Tasks>
• 1. In the review of "Ford County," shorten the paragraph that begins "The dumb Samaritans stop" to a single sentence that keeps its main facts.
• 2. Please duplicate part of the "Ford County" review word for word. Begin at the words "The book starts" and stop after "another annoying detour.".
• 3. Write the next part of the "Ford County" review, picking up after its final sentence.

Text shown>
“Ford County,” John Grisham's first book of short stories, features the best-selling Southern novelist's usual assortment of sleazy lawyers, rednecks and death-row denizens. What's different: no courtroom scenes.
The book starts with a dud in “Blood Drive.” Who wants to read about a bunch of yokels so stupid they set off on a two-hour road trip to Memphis, where their neighbor, Bailey, lies in the hospital, without knowing what hospital or even if Bailey is the guy's first or last name?
The dumb Samaritans stop at every liquor store they see, not to mention a strip club. One of the men, Calvin, is a 21-year-old, 270-pound virgin, and a $20 lap dance is enough to make him forget all about poor Bailey.
“Let's get this over with already,” I thought every time they took another annoying detour.
That's the worst story in the book, but none of the others is much better. These aren't stories as much as ideas for stories that Grisham never brings to convincing life.

Extracted records
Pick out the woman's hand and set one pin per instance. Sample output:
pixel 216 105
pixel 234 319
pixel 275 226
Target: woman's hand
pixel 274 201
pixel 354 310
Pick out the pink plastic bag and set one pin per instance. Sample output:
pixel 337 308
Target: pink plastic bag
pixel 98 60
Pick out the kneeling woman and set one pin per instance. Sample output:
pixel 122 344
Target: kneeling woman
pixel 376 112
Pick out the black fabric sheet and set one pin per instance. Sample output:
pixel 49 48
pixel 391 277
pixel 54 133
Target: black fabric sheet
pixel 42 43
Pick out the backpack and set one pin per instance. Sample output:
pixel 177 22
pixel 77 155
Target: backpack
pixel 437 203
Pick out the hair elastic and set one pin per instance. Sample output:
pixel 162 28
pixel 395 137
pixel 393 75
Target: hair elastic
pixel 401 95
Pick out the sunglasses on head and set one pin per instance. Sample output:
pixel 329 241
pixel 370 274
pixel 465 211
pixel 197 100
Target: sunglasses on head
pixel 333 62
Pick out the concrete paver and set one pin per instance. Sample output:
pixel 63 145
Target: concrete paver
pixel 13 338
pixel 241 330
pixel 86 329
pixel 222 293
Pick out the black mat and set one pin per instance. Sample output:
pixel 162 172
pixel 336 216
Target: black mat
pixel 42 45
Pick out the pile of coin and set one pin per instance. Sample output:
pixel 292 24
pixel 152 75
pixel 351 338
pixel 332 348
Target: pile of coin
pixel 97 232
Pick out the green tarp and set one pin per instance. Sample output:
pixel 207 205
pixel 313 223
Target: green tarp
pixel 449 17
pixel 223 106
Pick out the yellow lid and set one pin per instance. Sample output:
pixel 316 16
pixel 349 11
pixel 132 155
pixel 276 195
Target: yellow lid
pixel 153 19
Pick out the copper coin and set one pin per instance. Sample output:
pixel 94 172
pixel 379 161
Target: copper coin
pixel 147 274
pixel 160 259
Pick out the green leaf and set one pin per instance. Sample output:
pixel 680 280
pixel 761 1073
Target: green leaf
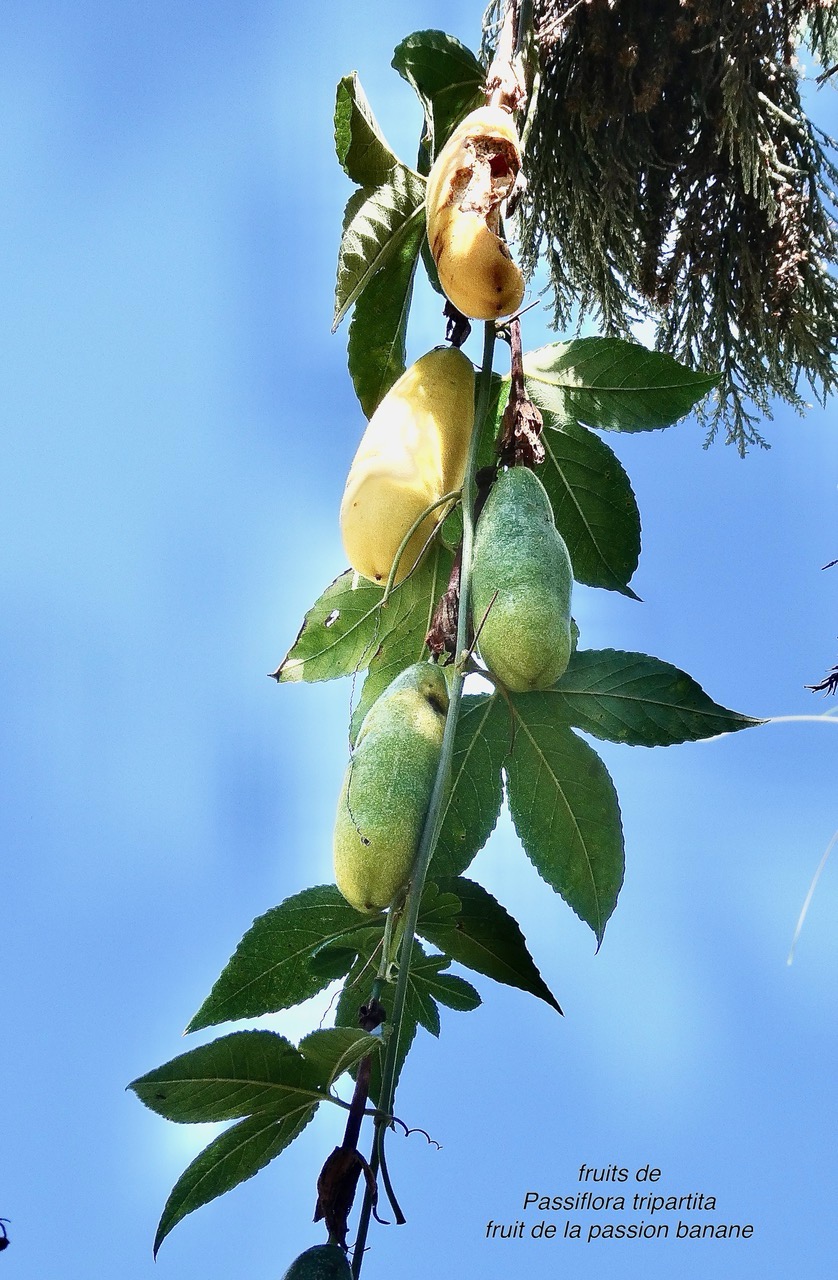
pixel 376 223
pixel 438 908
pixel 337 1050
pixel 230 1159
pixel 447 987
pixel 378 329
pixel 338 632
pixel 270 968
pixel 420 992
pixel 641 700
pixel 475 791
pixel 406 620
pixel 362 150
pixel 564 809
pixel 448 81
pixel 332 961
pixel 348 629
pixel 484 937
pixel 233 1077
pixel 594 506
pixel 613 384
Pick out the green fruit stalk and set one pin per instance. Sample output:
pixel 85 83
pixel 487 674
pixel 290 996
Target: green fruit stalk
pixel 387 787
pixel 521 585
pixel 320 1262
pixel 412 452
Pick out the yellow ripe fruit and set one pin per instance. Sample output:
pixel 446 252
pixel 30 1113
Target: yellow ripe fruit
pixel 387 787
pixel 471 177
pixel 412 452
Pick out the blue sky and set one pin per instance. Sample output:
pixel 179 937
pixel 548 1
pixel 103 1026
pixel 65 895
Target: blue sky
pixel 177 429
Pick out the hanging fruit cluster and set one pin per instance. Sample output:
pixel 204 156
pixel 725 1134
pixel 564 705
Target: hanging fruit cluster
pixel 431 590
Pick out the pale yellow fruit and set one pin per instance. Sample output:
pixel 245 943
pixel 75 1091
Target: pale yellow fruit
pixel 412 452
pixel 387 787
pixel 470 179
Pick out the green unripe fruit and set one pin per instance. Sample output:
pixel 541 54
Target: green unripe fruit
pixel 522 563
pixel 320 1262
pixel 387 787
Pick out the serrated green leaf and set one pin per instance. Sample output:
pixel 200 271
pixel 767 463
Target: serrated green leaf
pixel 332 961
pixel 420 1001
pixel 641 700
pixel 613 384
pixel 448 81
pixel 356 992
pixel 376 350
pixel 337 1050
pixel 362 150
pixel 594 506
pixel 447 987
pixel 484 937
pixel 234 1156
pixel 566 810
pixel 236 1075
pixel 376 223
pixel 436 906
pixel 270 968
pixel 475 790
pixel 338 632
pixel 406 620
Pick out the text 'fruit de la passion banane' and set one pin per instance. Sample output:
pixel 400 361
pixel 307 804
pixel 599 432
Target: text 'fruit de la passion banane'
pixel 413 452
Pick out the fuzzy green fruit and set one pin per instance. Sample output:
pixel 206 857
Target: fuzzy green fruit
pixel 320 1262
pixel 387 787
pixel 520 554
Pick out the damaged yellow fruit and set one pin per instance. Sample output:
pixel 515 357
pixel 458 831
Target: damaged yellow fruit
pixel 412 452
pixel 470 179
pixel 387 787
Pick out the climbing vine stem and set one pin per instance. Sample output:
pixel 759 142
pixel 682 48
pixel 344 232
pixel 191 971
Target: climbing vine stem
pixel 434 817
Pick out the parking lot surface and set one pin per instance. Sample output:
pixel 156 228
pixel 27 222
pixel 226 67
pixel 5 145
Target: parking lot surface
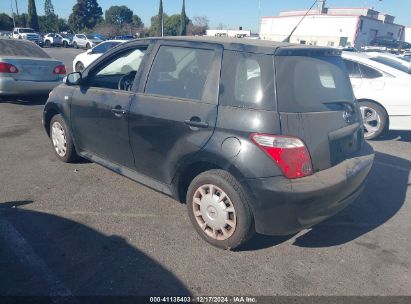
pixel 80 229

==

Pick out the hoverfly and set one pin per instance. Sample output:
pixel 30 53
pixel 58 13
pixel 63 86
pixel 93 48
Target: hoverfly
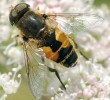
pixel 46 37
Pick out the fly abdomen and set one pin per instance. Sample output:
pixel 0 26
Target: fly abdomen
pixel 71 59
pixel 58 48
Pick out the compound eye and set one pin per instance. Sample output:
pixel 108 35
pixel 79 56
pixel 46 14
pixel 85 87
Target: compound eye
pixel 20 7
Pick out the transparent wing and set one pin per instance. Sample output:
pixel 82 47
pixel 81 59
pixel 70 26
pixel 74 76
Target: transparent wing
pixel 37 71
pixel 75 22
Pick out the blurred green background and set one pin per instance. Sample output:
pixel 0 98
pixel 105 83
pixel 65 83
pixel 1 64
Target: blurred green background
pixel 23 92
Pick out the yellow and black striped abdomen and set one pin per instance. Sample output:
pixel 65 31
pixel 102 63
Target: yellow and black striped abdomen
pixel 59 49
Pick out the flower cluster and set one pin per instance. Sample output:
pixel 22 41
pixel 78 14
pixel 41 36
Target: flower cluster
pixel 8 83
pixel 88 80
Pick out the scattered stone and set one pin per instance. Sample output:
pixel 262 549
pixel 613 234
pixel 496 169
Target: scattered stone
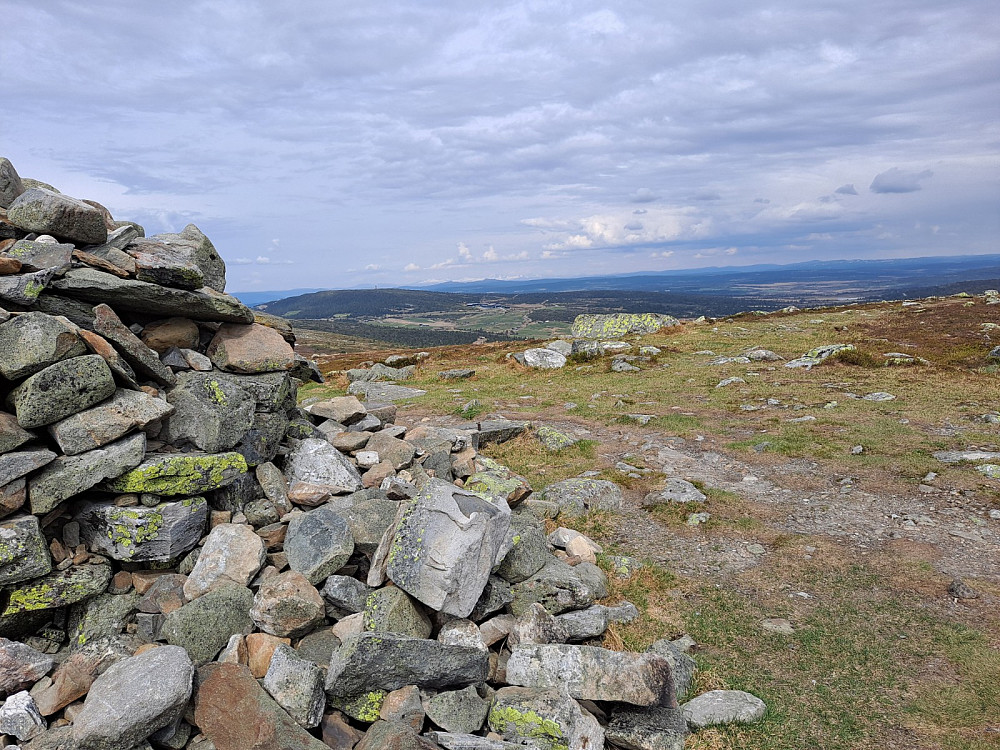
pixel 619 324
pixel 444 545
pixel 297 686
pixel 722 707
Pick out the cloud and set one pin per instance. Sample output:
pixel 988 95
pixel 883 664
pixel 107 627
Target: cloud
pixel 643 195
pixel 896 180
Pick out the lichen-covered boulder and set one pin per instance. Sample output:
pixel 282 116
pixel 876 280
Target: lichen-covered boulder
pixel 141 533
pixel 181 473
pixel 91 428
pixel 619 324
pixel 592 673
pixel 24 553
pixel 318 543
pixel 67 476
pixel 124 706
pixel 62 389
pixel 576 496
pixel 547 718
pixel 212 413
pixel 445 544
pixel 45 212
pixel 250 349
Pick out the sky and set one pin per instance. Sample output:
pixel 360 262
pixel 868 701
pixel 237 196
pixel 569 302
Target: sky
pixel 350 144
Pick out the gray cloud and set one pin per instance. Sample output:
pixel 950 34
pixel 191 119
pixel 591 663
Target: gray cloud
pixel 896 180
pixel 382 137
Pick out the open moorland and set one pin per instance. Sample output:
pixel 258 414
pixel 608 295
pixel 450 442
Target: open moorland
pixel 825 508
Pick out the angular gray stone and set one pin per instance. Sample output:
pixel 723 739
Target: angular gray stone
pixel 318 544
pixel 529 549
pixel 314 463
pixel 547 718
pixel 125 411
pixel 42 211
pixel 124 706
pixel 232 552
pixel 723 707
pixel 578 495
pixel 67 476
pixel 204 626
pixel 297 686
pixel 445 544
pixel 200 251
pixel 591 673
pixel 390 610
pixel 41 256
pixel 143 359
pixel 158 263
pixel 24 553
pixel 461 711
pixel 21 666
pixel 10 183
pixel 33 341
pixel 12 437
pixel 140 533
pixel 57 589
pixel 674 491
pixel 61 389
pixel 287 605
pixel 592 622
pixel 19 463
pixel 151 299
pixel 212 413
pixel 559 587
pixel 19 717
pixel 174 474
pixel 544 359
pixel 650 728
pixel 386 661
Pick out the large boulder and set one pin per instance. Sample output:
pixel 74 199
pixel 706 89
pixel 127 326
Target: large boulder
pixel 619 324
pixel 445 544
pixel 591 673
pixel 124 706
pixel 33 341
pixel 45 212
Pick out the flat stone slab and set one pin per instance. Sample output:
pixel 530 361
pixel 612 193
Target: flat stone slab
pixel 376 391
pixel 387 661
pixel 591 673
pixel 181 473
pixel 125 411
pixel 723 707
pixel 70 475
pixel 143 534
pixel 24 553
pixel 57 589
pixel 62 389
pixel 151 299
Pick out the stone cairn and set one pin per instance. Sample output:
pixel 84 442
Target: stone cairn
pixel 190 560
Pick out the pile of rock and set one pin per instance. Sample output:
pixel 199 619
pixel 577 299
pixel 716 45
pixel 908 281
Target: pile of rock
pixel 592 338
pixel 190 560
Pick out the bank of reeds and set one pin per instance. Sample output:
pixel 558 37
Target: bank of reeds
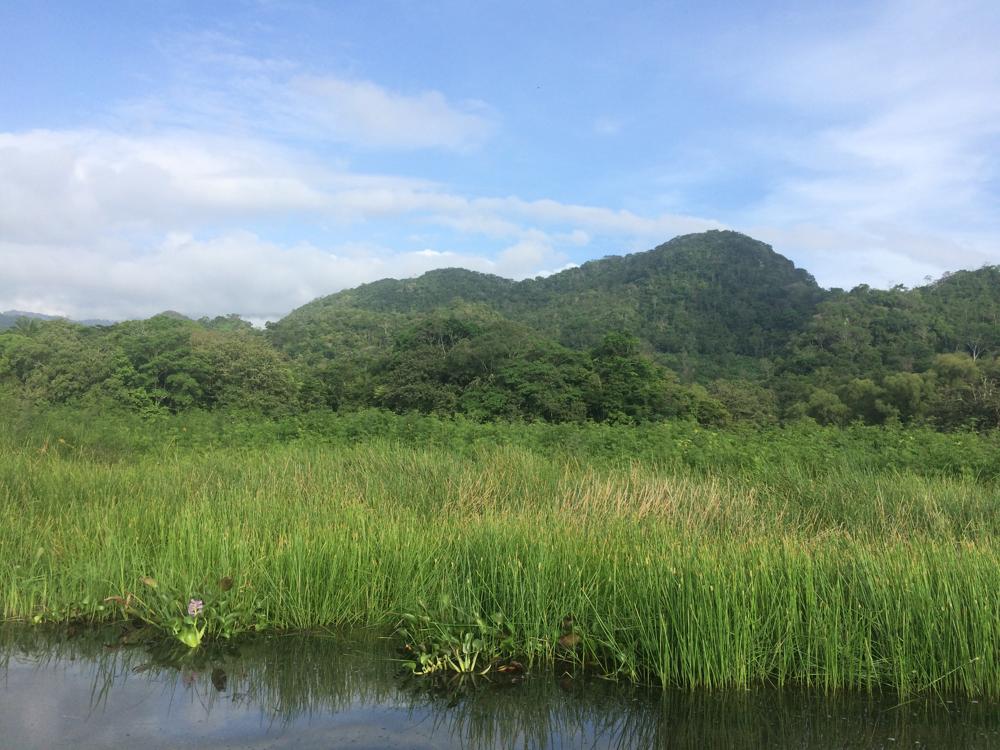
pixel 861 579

Per-task answers>
• 1. The men stop at every liquor store and at a strip club, where a $20 lap dance makes Calvin, a 21-year-old, 270-pound virgin, forget about Bailey.

• 2.
The book starts with a dud in “Blood Drive.” Who wants to read about a bunch of yokels so stupid they set off on a two-hour road trip to Memphis, where their neighbor, Bailey, lies in the hospital, without knowing what hospital or even if Bailey is the guy's first or last name?
The dumb Samaritans stop at every liquor store they see, not to mention a strip club. One of the men, Calvin, is a 21-year-old, 270-pound virgin, and a $20 lap dance is enough to make him forget all about poor Bailey.
“Let's get this over with already,” I thought every time they took another annoying detour.

• 3.
A man whose wife leaves him because he's too boring miraculously becomes a high-rolling blackjack player. A con man finds jobs at nursing homes, befriends the patients and gets them to change their wills in his favor.
'Funny boy' In “Funny Boy,” a story set in 1989, a gay man moves home to Mississippi to die of AIDS. Adrian's prominent family doesn't want anything to do with him, so they arrange for him to stay in Lowtown, the black neighborhood, with Miss Emporia, a spinster who rents a house from them. In exchange, after Adrian dies, they'll give her the deed to the house.
Can you guess what happens next? The young gay white man and the older unmarried black woman discover they have plenty in common. They become friends, look out for each other, and find their own inner resources. What a surprise!
I couldn't help comparing this to Alice Elliott Dark's marvelous story “In the Gloaming,” published in 1993. A young man moves home with his parents as he, too, is dying of AIDS. He and his mother sit outside and talk, getting to know each other as adults in a way they never had before.
That was a more interesting set-up, and more subtly handled. Grisham's characters feel like puppets rather than real people; it's impossible to ignore the author's hand manipulating every stodgy, humorless scene.
“Ford County: Stories” is published by Doubleday (308 pages, $24).